§ **ISTRUZIONI**:
- A) Traduci in inglese questa frase del testo sulle adozioni: «A farla da padrone, in ogni passaggio della relazione conclusiva è “il superiore interesse del minore quale soggetto portatore di diritti fondamentali garantiti dall’articolo 2 della Costituzione”.»
- B) Restituisci senza alcuna modifica il brano del testo sulle adozioni che comincia con "Dopo mesi di" e prosegue fino a "appunto le adozioni.".
- C) Secondo il testo sulle adozioni, quali soggetti fanno eccezione alla convergenza pressoché unanime sottolineata dalla presidente? Elencali tutti.

“Non vi è motivo di precludere l’adozione stessa alle coppie di conviventi, eterosessuali oppure omosessuali, così come alle parti di un’unione civile”. È questa la conclusione dell’“Indagine conoscitiva sullo stato di attuazione delle disposizioni legislative in materia di adozioni ed affido”, la cui relazione finale è stata presentata ieri in commissione Giustizia alla Camera dalla presidente Donatella Ferranti.
Dopo mesi di discussione e di audizioni di diversi soggetti, tra cui magistrati, docenti universitari, giuristi, associazioni, la Commissione ha concluso l’indagine che dovrebbe aprire la strada alla riforma della legge 184/83 che disciplina, appunto le adozioni.
Il superiore interesse del minore
A farla da padrone, in ogni passaggio della relazione conclusiva è “il superiore interesse del minore quale soggetto portatore di diritti fondamentali garantiti dall’articolo 2 della Costituzione”.
Sulla questione, delicatissima, dei requisiti per potere adottare e, quindi dell’estensione anche alle coppie omosessuali, la presidente Ferrari ha sottolineato “una convergenza pressoché unanime da parte dei docenti universitari, dei magistrati, degli avvocati e dei rappresentanti di associazioni, ad eccezione della Comunità Papa Giovanni XXIII, del Centro studi Livatino e dei Comitati Sì alla famiglia“.
La società è cambiata e anche la famiglia
Molte le osservazioni fatte riguardo al fatto che, da quando la legge fu promulgata nel 1983 ad oggi, la società sia molto cambiata insieme al panorama delle famiglie. “La centralità dell’adozione legittimante nell’attuale sistema è legata, al criterio dell’«imitatio naturae» – si legge nella relazione -, che rimanda, peraltro, ad un’idea di infanzia abbandonata non più corrispondente al mutato assetto della realtà sociale e ad una pluralità di modelli di famiglia che, in ragione dell’articolo 2 della Costituzione, hanno tutte una comune rilevanza“.
Non si può delegare alla magistratura
Raccogliendo l’appello lanciato dal primo presidente della Corte di Cassazione Giovanni Canzio durante l’ultima inaugurazione dell’anno giudiziario, poi, il testo ricorda che “la questione relativa ai requisiti soggettivi per l’accesso all’adozione non può non essere oggetto di intervento da parte del legislatore, che non può delegare integralmente tale compito alla giurisprudenza”.

§ **DATI FORNITI**:
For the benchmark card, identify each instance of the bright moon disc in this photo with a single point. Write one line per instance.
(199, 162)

--

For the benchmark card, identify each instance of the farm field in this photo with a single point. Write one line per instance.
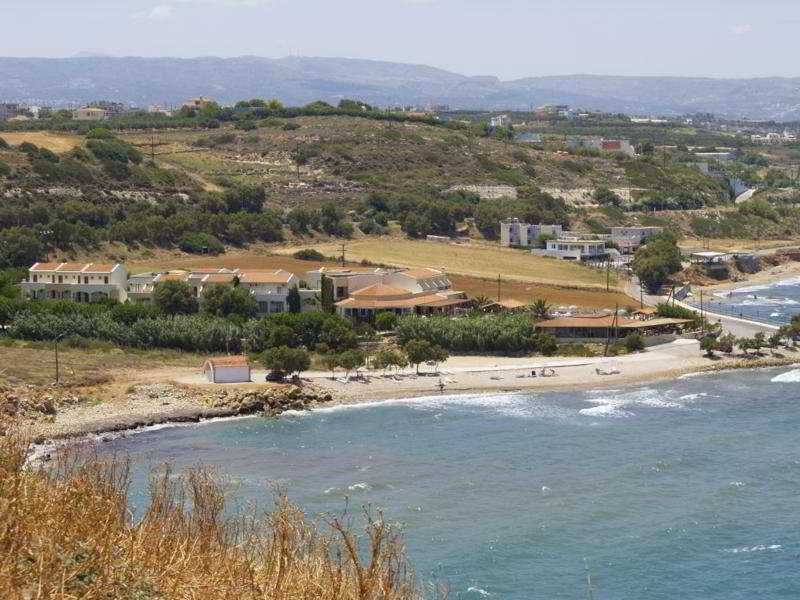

§ **SOLUZIONI**:
- A) Dominating every passage of the final report is “the best interest of the minor as a holder of fundamental rights guaranteed by Article 2 of the Constitution.”

- B)
Dopo mesi di discussione e di audizioni di diversi soggetti, tra cui magistrati, docenti universitari, giuristi, associazioni, la Commissione ha concluso l’indagine che dovrebbe aprire la strada alla riforma della legge 184/83 che disciplina, appunto le adozioni.

- C)
- Comunità Papa Giovanni XXIII
- Centro studi Livatino
- Comitati Sì alla famiglia